◆ PROBLEMS TO WORK ON ◆
• a. For each statement below, answer yes or no according to the risk management excerpt, quoting the words from it that decide the answer: (i) Projects that go awry often do so at or near the midpoint. (ii) The cause of project problems usually arises after the midpoint. (iii) The risk repository is a database of the quantified impact of past observed problems.
• b. List every past sin that the risk management excerpt names as being revisited upon us during Comeuppance.
• c. Write out the part of the risk management excerpt starting with "1. continuous monitoring" and going on through "past observed problems)", copying it without any change.

◆ TEXT TO READ ◆
+---+
Perfectly prescient beings might be able to go about risk management that way, but not us. When projects go awry, they often do so at or near the midpoint, so that’s where risk management needs to be particularly active. The cause of problems almost always arises earlier than that, but the perception of the problems begins around mid-project: The early project activities seem to have gone swimmingly, and then everything falls apart. This is a project stage that we might label Comeuppance: the revisiting upon us of our past sins, including poor planning, overlooked tasks, imperfectly nurtured relationships, hidden assumptions, overreliance on good luck, and so on.

In this chapter, we address the role of risk management at and around the Comeuppance period, through to the end of the project.

Risk Management from Comeuppance On

Here is our quick list of risk management activities that need to be kept active through the project’s middle stages and on, all the way to the end:

1. continuous monitoring of transition indicators, looking for anything on the risk list that seems close to switching from Only An Ugly Possibility to Legitimate Problem

2. ongoing risk discovery

3. data collection to feed the risk repository (database of the quantified impact of past observed problems)
+---+
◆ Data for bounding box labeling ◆
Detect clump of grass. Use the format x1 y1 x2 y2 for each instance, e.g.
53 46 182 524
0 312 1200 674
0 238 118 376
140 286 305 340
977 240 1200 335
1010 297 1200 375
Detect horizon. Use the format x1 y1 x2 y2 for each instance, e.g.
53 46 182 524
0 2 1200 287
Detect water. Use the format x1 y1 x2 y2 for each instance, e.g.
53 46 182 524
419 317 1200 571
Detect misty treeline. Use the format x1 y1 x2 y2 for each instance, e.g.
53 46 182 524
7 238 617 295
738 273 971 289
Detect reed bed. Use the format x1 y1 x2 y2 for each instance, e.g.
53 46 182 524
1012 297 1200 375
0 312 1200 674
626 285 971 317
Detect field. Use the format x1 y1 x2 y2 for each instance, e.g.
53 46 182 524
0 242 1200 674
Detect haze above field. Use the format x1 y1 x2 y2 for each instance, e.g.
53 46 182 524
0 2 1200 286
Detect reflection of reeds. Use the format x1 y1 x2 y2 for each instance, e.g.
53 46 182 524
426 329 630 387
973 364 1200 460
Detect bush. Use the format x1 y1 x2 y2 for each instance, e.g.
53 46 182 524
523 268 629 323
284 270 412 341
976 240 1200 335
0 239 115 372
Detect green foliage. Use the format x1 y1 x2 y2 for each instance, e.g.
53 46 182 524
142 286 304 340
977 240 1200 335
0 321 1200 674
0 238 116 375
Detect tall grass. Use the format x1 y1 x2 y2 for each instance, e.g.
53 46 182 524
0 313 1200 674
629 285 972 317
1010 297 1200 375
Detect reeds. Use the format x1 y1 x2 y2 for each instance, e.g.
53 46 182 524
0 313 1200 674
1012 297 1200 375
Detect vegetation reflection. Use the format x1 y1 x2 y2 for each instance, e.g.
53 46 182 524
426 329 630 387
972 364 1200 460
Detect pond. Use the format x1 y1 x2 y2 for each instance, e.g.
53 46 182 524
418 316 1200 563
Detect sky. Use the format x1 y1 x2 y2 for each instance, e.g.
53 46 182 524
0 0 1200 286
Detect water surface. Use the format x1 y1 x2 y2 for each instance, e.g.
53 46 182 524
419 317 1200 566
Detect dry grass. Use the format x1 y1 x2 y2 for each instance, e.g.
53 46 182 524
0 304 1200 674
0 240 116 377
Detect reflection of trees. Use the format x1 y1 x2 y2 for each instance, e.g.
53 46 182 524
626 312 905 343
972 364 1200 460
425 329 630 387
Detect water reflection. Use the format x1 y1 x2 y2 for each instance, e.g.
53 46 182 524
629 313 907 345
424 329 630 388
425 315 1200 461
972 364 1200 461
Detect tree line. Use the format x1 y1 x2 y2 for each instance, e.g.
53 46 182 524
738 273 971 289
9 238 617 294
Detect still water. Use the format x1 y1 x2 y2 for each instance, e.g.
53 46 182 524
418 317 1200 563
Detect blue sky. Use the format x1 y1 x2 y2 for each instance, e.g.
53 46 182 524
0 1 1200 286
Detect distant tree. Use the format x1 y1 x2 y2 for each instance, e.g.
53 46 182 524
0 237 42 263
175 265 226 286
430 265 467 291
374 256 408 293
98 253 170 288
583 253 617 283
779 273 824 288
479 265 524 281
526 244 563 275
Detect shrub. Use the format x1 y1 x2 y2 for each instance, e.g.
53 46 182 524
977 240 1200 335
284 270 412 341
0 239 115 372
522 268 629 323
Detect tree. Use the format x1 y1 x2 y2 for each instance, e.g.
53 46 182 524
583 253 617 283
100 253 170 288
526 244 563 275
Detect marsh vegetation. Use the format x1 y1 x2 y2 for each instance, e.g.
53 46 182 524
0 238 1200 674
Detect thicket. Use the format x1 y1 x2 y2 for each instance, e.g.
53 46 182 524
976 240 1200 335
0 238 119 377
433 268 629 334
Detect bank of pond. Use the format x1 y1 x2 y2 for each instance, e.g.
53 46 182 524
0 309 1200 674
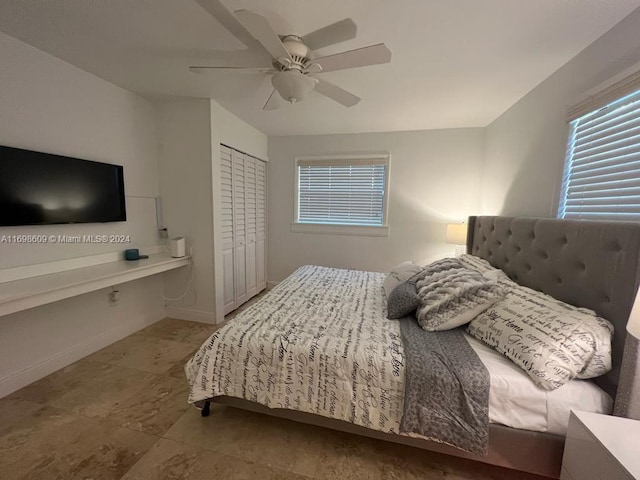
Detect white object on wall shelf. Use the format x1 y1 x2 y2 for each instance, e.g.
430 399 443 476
0 253 190 316
560 411 640 480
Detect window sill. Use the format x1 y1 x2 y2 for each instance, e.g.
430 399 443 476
291 223 389 237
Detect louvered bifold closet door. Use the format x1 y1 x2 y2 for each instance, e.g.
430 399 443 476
220 146 236 315
256 160 267 292
232 150 247 307
244 155 258 300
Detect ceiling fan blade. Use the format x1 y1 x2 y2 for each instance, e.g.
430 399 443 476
313 43 391 72
196 0 255 47
315 78 360 107
233 10 291 60
302 18 358 50
262 88 280 110
189 65 276 74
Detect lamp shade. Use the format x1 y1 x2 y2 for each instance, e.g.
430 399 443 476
446 223 467 245
271 69 317 103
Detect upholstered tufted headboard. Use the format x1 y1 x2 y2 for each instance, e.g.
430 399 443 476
467 217 640 398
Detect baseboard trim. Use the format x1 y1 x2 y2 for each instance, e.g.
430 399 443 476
0 309 166 398
167 307 216 325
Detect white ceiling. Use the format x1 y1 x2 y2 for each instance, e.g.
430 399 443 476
0 0 640 135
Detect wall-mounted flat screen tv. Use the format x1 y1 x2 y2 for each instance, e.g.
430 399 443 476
0 146 127 226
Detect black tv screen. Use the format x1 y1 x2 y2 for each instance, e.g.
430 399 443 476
0 146 127 226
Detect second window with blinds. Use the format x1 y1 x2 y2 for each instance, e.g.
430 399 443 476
291 153 389 236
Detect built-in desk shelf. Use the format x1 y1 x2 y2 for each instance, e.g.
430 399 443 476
0 253 189 316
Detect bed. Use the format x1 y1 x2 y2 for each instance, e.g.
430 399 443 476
185 217 640 477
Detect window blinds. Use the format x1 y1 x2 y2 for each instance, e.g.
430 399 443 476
296 159 387 226
558 90 640 220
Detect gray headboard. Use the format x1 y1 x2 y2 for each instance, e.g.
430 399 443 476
467 217 640 398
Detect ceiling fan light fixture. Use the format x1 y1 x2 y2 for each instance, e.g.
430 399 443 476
271 69 317 103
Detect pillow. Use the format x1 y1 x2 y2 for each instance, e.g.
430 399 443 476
382 261 422 299
387 271 422 319
416 258 505 332
467 277 613 390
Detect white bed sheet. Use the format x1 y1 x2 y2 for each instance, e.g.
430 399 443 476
465 333 613 435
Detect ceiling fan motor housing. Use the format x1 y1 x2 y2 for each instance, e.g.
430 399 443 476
+---+
◆ PROBLEM SOLUTIONS ◆
• a.
(i) Yes: "When projects go awry, they often do so at or near the midpoint"
(ii) No: "The cause of problems almost always arises earlier than that"
(iii) Yes: "database of the quantified impact of past observed problems"

• b.
poor planning
overlooked tasks
imperfectly nurtured relationships
hidden assumptions
overreliance on good luck

• c.
1. continuous monitoring of transition indicators, looking for anything on the risk list that seems close to switching from Only An Ugly Possibility to Legitimate Problem

2. ongoing risk discovery

3. data collection to feed the risk repository (database of the quantified impact of past observed problems)